_Work order_
In the text below on re-opening schools in Wales, list every party named as taking part in the ongoing talks about how and when schools can re-open safely.

_Extract provided_
-=-=-

Talks on how schools can re-open safely, and when, are ongoing with the Welsh Government, local authorities and unions.

One of the key issues is whether staff should be prioritised for the coronavirus vaccine after the elderly, vulnerable, health and care workers.

Welsh Government minister Kirsty Williams reiterated in the Senedd on Thursday that she would follow the guidance from the UK-wide JCVI body which is determining the priority groups for the vaccine.

“I fully stand behind the work of the JCVI in how it has identified who is most at risk of serious harm or death as a result of contracting Covid-19,” Ms Williams told the Senedd.

“Members of staff, both in school and those that support education in other roles, will receive their vaccination in line with their relative risk of harm.”

Unions and individual headteachers in Wales have called for staff to be prioritised but this is the first time a union official has publicly stated schools can’t open without that.

Neil Butler, Nasuwt National Official Wales, said staff must be vaccinated in the next priority group for schools to re-open.

He stressed that he recognised many public workers, and others, are asking to be prioritised next, and it was not a matter of school staff being special, but having schools closed is having a major impact on society.

Vaccinating teachers, and other staff, is the only way to get education open and running again which would help working parents, the economy and mental health, he said.

Discussions on how to re-open schools will only revolve around how to close them again, until staff get the vaccine, the union official said.

“Why should someone like me, in their mid-50s, working from home, be prioritised over a younger teacher coming into contact, potentially, with hundreds of children a day?,” said Mr Butler.

-=-=-

_Information given_
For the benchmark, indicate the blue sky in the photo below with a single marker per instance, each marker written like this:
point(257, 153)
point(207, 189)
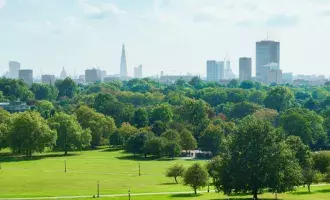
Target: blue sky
point(176, 36)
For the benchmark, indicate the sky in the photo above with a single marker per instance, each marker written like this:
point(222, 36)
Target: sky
point(174, 36)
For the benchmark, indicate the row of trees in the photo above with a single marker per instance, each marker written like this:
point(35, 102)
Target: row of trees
point(258, 158)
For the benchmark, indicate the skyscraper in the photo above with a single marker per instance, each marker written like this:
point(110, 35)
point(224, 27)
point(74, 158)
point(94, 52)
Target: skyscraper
point(215, 70)
point(138, 72)
point(14, 67)
point(26, 75)
point(123, 65)
point(267, 51)
point(245, 69)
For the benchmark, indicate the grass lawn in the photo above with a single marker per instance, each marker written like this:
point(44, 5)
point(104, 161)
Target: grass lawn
point(116, 171)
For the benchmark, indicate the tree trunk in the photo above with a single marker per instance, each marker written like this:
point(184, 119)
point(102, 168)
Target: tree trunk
point(255, 195)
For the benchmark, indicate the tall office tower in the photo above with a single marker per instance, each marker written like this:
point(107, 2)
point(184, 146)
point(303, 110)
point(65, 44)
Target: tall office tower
point(266, 52)
point(214, 70)
point(245, 68)
point(93, 76)
point(63, 74)
point(14, 67)
point(26, 75)
point(48, 79)
point(123, 65)
point(138, 72)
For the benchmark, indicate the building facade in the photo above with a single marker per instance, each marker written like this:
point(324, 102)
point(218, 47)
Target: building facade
point(215, 70)
point(138, 72)
point(48, 79)
point(14, 68)
point(93, 76)
point(267, 52)
point(245, 69)
point(26, 75)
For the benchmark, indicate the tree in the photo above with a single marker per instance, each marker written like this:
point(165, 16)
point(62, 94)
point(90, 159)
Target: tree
point(136, 142)
point(196, 177)
point(213, 140)
point(242, 109)
point(304, 123)
point(70, 135)
point(159, 127)
point(141, 118)
point(173, 148)
point(187, 140)
point(45, 108)
point(258, 158)
point(154, 146)
point(175, 171)
point(162, 113)
point(30, 133)
point(66, 87)
point(280, 98)
point(101, 126)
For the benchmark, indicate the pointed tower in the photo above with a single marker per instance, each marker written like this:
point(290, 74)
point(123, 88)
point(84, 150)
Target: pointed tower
point(123, 65)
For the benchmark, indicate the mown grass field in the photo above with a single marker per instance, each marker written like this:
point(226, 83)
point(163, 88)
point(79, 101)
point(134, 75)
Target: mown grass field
point(116, 171)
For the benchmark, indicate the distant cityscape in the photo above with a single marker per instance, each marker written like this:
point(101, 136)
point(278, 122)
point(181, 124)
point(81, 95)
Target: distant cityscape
point(268, 71)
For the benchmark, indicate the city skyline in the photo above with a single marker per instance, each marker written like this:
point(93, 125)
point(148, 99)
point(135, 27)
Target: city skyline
point(160, 35)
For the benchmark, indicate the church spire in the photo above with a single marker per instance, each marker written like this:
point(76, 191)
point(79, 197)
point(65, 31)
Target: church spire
point(123, 65)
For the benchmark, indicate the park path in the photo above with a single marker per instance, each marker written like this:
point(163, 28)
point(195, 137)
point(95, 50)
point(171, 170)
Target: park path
point(106, 195)
point(116, 195)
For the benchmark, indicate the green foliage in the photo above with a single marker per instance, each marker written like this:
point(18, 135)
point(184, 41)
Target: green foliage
point(141, 118)
point(101, 127)
point(304, 123)
point(30, 133)
point(45, 108)
point(196, 177)
point(279, 98)
point(258, 152)
point(321, 161)
point(175, 171)
point(213, 140)
point(162, 113)
point(70, 135)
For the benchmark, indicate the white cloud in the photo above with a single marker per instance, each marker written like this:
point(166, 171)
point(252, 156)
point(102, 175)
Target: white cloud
point(100, 10)
point(2, 3)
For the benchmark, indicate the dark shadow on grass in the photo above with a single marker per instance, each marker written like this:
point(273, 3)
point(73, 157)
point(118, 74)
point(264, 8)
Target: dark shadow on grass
point(312, 192)
point(8, 157)
point(188, 195)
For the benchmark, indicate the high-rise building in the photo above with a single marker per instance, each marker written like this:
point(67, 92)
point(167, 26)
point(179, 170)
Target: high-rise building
point(266, 52)
point(138, 72)
point(14, 67)
point(123, 65)
point(63, 74)
point(245, 69)
point(215, 70)
point(48, 79)
point(26, 75)
point(93, 75)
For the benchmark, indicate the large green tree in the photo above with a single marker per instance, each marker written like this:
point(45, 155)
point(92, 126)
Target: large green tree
point(304, 123)
point(258, 159)
point(70, 135)
point(279, 98)
point(30, 133)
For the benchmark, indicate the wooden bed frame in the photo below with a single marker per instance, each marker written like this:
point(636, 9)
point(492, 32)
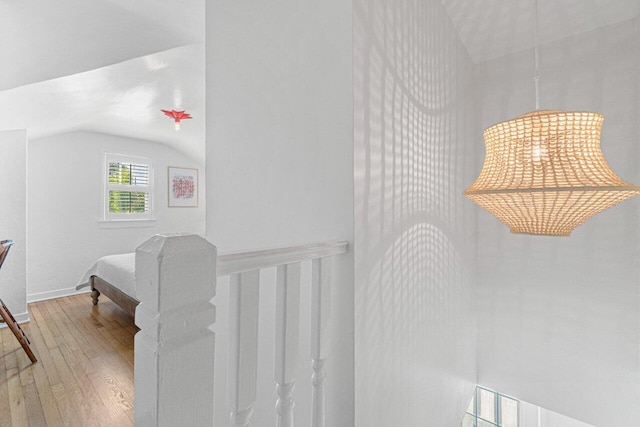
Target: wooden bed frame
point(122, 300)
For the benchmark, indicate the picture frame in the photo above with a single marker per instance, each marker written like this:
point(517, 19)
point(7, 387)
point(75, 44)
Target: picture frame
point(183, 187)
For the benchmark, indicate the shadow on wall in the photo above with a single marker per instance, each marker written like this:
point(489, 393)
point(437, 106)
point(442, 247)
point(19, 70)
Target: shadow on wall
point(415, 327)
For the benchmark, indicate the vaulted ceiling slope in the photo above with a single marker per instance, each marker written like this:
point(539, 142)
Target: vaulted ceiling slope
point(493, 28)
point(42, 40)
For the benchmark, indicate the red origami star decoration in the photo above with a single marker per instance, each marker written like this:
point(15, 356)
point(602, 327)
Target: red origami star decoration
point(177, 116)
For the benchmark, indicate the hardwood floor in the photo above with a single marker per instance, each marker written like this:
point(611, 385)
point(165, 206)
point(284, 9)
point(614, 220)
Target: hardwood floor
point(84, 373)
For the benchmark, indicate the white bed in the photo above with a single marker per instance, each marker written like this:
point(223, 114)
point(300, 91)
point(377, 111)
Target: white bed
point(115, 277)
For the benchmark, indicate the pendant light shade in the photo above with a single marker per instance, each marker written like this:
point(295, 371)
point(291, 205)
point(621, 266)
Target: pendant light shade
point(544, 173)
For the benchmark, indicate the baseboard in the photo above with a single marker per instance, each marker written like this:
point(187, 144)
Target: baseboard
point(20, 318)
point(58, 293)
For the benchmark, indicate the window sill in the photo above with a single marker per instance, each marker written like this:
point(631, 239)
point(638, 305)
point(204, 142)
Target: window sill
point(126, 223)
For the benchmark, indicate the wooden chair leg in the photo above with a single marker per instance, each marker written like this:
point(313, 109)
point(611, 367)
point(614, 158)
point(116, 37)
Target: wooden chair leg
point(17, 331)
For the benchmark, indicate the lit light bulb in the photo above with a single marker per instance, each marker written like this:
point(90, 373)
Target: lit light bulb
point(539, 151)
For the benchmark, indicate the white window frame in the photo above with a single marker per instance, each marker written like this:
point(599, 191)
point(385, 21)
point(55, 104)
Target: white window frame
point(121, 217)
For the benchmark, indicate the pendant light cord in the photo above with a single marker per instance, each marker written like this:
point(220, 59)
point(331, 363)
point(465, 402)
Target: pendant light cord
point(536, 76)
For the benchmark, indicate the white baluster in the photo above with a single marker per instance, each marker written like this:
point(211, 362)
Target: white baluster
point(244, 297)
point(174, 349)
point(287, 338)
point(320, 311)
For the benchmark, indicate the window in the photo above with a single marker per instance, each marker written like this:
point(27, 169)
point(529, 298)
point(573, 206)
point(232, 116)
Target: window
point(491, 409)
point(128, 187)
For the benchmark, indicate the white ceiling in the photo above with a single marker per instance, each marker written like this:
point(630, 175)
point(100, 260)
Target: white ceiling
point(494, 28)
point(103, 65)
point(110, 65)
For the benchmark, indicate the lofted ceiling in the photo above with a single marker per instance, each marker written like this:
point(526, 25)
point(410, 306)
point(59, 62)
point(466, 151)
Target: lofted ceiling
point(105, 66)
point(110, 65)
point(493, 28)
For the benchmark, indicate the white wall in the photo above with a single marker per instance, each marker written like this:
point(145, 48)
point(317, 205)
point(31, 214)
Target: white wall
point(65, 205)
point(280, 163)
point(560, 316)
point(414, 242)
point(13, 224)
point(534, 416)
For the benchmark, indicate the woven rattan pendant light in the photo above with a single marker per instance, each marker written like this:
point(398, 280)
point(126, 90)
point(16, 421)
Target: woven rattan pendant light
point(544, 172)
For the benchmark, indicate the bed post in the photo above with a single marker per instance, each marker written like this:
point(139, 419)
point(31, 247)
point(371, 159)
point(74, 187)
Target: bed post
point(174, 349)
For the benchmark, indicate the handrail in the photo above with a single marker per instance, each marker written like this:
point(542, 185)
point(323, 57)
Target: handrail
point(238, 262)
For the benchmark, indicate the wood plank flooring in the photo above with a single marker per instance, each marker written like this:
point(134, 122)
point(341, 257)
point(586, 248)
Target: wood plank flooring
point(84, 373)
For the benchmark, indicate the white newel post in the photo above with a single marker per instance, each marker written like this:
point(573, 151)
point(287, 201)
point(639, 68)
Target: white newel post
point(174, 349)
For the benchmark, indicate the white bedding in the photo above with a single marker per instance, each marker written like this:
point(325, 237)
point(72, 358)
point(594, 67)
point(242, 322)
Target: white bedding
point(119, 270)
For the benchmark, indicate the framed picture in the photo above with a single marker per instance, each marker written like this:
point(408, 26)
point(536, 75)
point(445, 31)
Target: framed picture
point(183, 187)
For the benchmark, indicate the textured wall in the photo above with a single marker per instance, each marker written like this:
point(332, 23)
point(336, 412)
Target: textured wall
point(560, 325)
point(415, 248)
point(280, 167)
point(13, 220)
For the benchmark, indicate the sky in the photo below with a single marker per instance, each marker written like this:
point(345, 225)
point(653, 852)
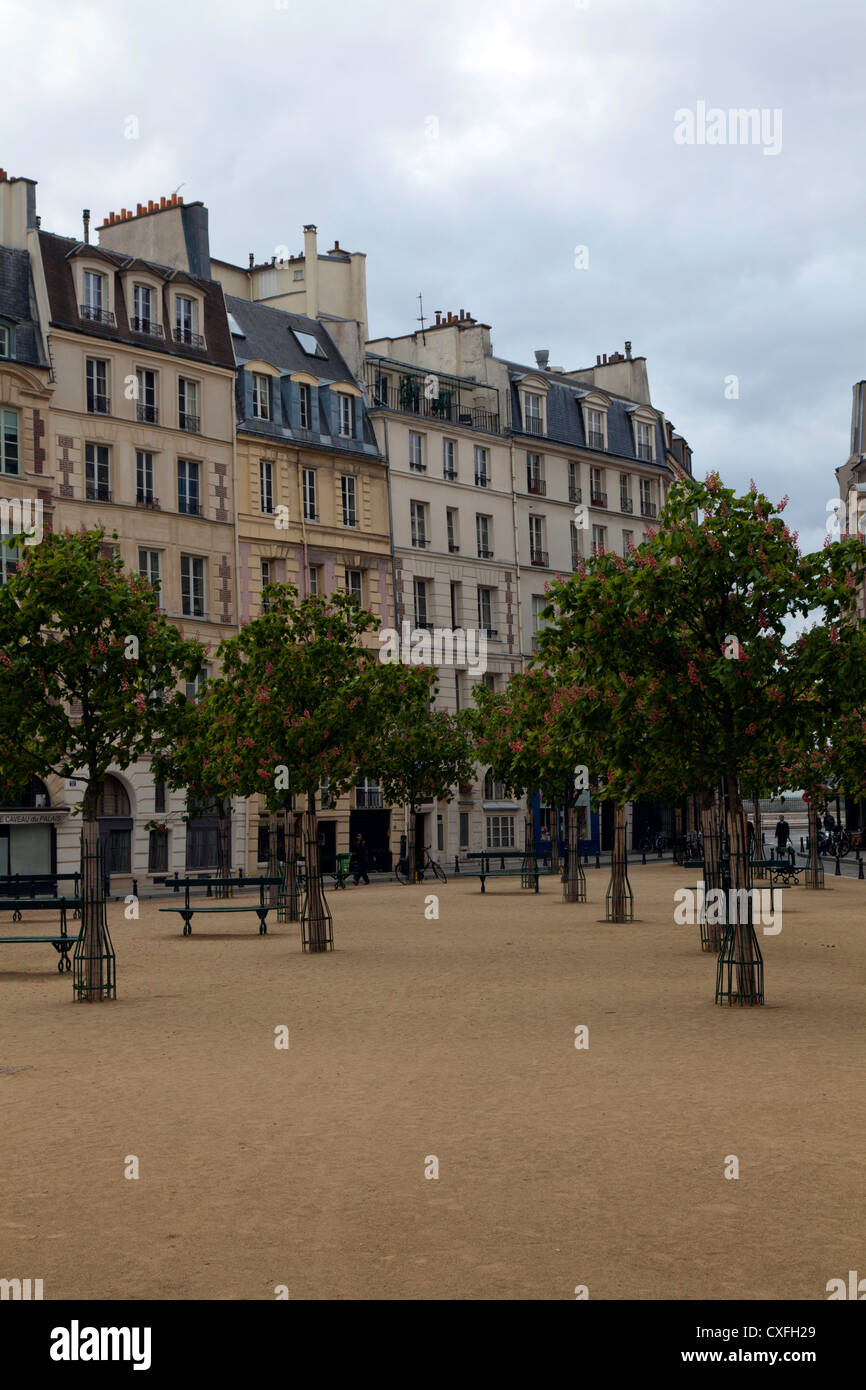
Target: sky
point(555, 167)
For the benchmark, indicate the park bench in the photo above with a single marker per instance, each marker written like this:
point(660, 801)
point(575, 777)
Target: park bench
point(509, 865)
point(188, 911)
point(60, 940)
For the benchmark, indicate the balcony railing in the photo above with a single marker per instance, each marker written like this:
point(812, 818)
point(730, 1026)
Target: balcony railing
point(188, 338)
point(146, 325)
point(96, 314)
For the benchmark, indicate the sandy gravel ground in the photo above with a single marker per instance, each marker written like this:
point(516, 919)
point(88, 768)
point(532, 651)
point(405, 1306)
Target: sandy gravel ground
point(451, 1039)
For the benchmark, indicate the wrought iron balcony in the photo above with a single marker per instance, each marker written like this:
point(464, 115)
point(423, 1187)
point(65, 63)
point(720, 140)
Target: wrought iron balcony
point(96, 314)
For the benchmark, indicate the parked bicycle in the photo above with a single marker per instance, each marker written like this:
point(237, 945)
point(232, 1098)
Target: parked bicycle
point(403, 872)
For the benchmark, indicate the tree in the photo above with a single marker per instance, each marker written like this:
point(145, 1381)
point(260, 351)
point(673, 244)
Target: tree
point(88, 676)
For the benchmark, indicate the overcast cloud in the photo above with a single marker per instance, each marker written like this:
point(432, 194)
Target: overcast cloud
point(469, 149)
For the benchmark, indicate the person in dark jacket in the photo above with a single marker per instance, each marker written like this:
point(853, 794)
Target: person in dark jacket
point(359, 859)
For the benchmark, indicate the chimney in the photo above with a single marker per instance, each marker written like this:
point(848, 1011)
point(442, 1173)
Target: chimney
point(310, 255)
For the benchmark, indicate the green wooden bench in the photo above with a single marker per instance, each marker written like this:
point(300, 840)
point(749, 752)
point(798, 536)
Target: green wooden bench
point(508, 865)
point(60, 940)
point(188, 911)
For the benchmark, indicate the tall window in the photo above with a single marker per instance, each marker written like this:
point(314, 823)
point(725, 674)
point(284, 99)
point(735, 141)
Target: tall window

-=-=-

_Expected answer_
- The Welsh Government
- Local authorities
- Unions